◆ Görev Açıklaması:
Alkol yasağıyla ilgili alıntıya göre, nisan ayında İngiltere'de yapılan ankette karantinaya girenlerin yüzde kaçı daha fazla alkollü içecek içmiş?

◆ Alıntı:
+ + + + +
AKP iktidarının pandemiyle mücadelede 17 günlük tam kapanma kararı alırken, alkol satışına hukuki dayanağı olmayan yasağa mütedeyyin kesim dahil olmak üzere artarak yayılıyor.

Yıllardır mağduru oynayarak iktidara gelen AKP iktidarı, bugün özel hayatına müdahale ederek insanları mağdur ediyor.

Siyasi muhalefet, toplum bilimciler ve hukukçular alkollü içki yasağını, yaşam tarzına müdahale olarak görüyor ve tepki gösteriyor.

Salgın nedeniyle pek çok ülkede insanlar evinden çıkamaz hale geldi. İş güvencesi ve sağlıkları konusunda endişe duyanların sayısı arttı.

Bu insanların bir kısmının rahatlamak için içkiye yöneldiği ortada.

Nisan ayında İngiltere’de yapılan bir ankette karantinaya girenlerin yüzde 21'inin daha fazla alkollü içecek içtiği ortaya çıktı. Kanada’da yapılan başka bir araştırma da benzer bir oranı ortaya koydu.

Hal böyleyken soru şu? Bu hak ihlali mi? tedbir mi?

Hukukçular; alkol satış yasağının anayasaya hatta Türkiye’nin de uymak ve uygulamakla yükümlü olduğu Avrupa İnsan Hakları Sözleşmesi’ne aykırı olduğunu söylüyor. Ankara Barosu bu aykırılığı bir adım daha öne çıkarıyor ve yasağa gerekçe olarak ortada bir genelgenin bile olmadığına dikkat çekiyor.
+ + + + +
◆ Verilen Malzeme:
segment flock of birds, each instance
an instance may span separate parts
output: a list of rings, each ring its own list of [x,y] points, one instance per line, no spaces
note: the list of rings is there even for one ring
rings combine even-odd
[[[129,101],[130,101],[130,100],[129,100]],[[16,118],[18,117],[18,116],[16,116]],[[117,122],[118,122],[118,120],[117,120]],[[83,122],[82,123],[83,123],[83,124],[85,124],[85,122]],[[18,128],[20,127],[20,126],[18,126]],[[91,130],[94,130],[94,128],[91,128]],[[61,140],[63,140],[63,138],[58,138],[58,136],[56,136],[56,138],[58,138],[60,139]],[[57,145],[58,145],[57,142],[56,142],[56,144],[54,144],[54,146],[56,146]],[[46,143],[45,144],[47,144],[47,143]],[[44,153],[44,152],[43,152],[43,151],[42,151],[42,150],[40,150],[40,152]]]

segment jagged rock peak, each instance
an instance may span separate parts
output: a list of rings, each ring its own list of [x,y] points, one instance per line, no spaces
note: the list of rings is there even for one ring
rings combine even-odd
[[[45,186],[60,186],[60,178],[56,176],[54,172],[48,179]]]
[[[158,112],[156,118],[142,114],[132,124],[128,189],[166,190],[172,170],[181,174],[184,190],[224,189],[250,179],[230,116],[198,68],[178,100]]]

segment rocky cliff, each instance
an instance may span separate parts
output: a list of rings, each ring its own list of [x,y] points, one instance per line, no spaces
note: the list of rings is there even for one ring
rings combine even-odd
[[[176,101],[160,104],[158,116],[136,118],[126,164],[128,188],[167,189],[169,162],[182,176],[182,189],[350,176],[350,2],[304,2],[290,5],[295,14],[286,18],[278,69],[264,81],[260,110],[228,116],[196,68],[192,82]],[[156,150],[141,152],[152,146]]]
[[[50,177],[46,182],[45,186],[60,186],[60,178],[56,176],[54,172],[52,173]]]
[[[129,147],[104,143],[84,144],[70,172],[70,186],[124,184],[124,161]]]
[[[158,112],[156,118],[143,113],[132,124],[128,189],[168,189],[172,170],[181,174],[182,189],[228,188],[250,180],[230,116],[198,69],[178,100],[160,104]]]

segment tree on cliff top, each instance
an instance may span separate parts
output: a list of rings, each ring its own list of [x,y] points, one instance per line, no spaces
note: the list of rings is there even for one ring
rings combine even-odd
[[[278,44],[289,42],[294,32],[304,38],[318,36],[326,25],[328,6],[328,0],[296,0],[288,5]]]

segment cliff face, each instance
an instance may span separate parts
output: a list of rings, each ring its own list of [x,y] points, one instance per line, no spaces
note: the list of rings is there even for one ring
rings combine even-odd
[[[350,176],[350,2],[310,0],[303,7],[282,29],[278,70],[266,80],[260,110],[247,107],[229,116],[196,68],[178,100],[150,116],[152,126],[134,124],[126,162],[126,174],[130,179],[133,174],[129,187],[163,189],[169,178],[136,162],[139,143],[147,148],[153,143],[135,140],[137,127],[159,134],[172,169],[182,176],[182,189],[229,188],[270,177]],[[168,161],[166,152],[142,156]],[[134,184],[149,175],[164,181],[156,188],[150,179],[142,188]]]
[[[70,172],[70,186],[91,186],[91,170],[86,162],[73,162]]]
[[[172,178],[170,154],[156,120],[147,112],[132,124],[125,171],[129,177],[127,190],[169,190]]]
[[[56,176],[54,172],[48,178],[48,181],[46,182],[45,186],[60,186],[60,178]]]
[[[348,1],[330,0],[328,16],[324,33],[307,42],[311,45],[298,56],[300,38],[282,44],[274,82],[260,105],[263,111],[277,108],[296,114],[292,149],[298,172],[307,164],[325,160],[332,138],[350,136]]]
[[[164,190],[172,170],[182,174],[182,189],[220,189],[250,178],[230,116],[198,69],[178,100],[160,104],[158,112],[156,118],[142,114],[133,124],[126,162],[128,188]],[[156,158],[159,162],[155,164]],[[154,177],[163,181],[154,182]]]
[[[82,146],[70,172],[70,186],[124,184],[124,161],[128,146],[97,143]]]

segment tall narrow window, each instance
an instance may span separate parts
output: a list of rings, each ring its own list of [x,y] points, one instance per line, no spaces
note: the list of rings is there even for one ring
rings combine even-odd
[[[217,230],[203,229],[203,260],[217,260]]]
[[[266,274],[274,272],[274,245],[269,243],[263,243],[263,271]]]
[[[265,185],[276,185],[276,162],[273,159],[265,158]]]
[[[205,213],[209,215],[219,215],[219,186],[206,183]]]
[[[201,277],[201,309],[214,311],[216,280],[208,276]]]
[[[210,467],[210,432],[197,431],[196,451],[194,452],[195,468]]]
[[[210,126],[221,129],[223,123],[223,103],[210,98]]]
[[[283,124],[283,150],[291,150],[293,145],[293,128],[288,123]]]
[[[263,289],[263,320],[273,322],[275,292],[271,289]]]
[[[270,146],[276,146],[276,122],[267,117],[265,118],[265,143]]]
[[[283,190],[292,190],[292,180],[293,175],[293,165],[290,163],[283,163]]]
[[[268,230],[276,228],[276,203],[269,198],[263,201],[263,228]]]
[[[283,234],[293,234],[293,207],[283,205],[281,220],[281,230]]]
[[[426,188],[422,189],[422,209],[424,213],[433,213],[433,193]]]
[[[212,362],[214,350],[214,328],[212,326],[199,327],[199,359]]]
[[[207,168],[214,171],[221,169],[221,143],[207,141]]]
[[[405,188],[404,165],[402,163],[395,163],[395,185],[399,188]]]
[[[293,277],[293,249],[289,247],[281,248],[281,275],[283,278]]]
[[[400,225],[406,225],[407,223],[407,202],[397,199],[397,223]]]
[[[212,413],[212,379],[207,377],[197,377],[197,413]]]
+ + + + +
◆ Alıştırmanın Sonucu:
Yüzde 21'i.